╭─ Passage shown

Diving is the fourth leading cause of spinal cord injury for men and the fifth for women, according to the National Spinal Cord Injury Statistical Center. Teenagers are especially vulnerable. Surprisingly, one-third of diving injuries happen at the beach when someone runs into the water and dives headfirst into the waves.

Dr. Murray’s advice to go in feet first and, “break a leg, not your neck,” is at the heart of a successful diving injury prevention campaign in the state of Georgia. Over the past ten years, it has cut the number of spinal cord injuries in half.

When you dive, your body is like a torpedo. When you jump in, the body has a more stable base on which to land – and if there is tremendous force, the worst thing that can happen is a broken leg.

Dr. Murray has found that the most effective prevention programs involve schoochildren hearing safety advice from a young person with a diving injury who is now in a wheelchair. “If they hear it from a kid their age…that really sticks with them,” he says.

╰─
╭─ Supplied data

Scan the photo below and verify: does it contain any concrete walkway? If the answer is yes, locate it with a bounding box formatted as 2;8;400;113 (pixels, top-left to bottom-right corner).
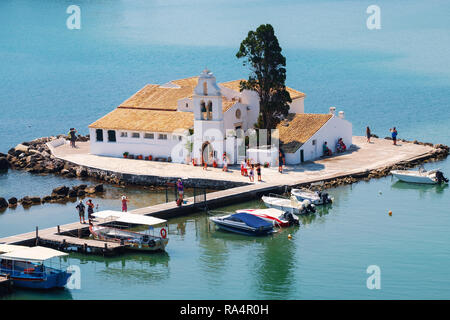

╰─

- Study questions
1 - Using only the diving injury passage, mark each statement yes or no and quote the words from the passage that decide it. (a) About one-third of diving injuries occur at the beach. (b) The Georgia prevention campaign reduced spinal cord injuries by one-third. (c) Diving is the fourth leading cause of spinal cord injury for women.
2 - According to the diving injury passage, why is entering the water feet first safer than diving? Answer in one to three sentences.
3 - Write the next paragraph of the diving injury passage, starting after its final sentence.

- Results of the exercise
1 -
(a) Yes: "one-third of diving injuries happen at the beach when someone runs into the water and dives headfirst into the waves."
(b) No: "it has cut the number of spinal cord injuries in half."
(c) No: "the fourth leading cause of spinal cord injury for men and the fifth for women"

2 - A diving body acts like a torpedo. A feet-first jump gives the body a more stable base to land on, so even under tremendous force the worst likely outcome is a broken leg rather than a neck injury.

3 -
A school or supervised pool that has a diving coach present is safe, says Dr. Murray. However, he notes that “Japan had so many diving injuries in their schools that they restricted all diving and just about wiped out spinal cord injuries from diving.”

Shepherd Hospital has published a list of ways to help people remember how to prevent SCI from diving:

  • The best way is to ALWAYS enter the water feet first.
  • Never dive into the shallow end of a pool
  • Know that there are often hidden objects in lakes, rivers, etc.
  • Avoid alcohol when you’re swimming
  • Realize that when you dive, your body is a torpedo cutting through the water and that water may not protect you from a severe impact.
  • Just because you used to dive somewhere does not make it safe. You may have grown, and underwater surfaces may have shifted.

Some injuries are caused by hitting the far side of a pool or swimming hole. Depth is not the only thing to be concerned about.